**Record list**
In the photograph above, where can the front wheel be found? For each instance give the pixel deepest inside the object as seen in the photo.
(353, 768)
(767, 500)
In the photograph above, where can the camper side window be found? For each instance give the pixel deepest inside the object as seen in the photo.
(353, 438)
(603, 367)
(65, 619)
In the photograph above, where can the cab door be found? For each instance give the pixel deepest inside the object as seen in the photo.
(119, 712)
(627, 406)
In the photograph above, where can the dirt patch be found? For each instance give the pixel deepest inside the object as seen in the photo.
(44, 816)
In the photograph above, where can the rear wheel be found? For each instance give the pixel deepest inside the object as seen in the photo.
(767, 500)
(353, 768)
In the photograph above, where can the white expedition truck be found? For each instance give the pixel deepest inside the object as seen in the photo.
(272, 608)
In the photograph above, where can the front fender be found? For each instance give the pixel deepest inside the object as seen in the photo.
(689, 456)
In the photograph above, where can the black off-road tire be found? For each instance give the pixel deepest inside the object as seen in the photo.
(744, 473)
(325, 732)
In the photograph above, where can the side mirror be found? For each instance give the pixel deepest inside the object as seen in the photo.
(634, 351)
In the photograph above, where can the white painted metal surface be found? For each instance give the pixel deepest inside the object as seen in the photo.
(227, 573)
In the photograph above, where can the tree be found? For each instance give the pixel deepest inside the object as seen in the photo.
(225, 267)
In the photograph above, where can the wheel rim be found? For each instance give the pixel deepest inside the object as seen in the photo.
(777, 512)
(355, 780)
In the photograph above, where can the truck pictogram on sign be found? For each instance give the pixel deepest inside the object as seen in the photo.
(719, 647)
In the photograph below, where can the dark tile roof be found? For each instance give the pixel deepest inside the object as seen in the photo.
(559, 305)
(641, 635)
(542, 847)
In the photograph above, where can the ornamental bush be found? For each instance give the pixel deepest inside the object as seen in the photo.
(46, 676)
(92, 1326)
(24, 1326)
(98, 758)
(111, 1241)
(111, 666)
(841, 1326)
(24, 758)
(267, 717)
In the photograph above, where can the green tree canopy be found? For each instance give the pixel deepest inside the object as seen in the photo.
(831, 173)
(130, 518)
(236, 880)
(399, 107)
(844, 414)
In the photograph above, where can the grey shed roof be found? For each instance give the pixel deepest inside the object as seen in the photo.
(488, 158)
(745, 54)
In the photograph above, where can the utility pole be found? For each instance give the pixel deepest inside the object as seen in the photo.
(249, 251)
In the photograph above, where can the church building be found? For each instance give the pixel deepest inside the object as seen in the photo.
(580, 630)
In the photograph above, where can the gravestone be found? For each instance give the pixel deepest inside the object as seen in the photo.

**Exercise**
Return the lines beginning at the one that contains "In the photograph above, where can the truck" and continuing through the last line of the data, exactly as they stand and without any others.

**Final result**
In the photograph above, where can the truck pictogram on sign be found? For each instance give the pixel deepest inside the object as seen in the photo.
(719, 647)
In the photograph below, where can the dark tile roof be found? For each instance give the pixel deepest inside the object as seen in the photo.
(559, 305)
(641, 635)
(542, 847)
In the photograph above, where can the ornamental bush be found? For each instance give the pixel deepest inside the object as seen in the photo.
(46, 676)
(92, 1326)
(24, 1326)
(98, 758)
(111, 1241)
(111, 666)
(841, 1326)
(24, 758)
(267, 717)
In the photograph above, where can the green tree canopy be found? For each instance give the pixel deepest inside the object as seen in the photo.
(831, 173)
(130, 518)
(236, 880)
(399, 107)
(844, 414)
In the photograph above, where can the grey shed roof be found? For each instance give the pixel deepest inside the object as seen in the photo.
(488, 158)
(745, 54)
In the photograph above, where can the utility pole be found? For each instance give the pixel deepest inside the object as seen in the photo.
(249, 251)
In the photograph above, where can the church building be found? For each instance give the pixel deepest inside the object as seen in the photo.
(580, 630)
In the photograph above, where can the gravestone be found? For each instance give the pixel deepest inside the object as seen in the photo.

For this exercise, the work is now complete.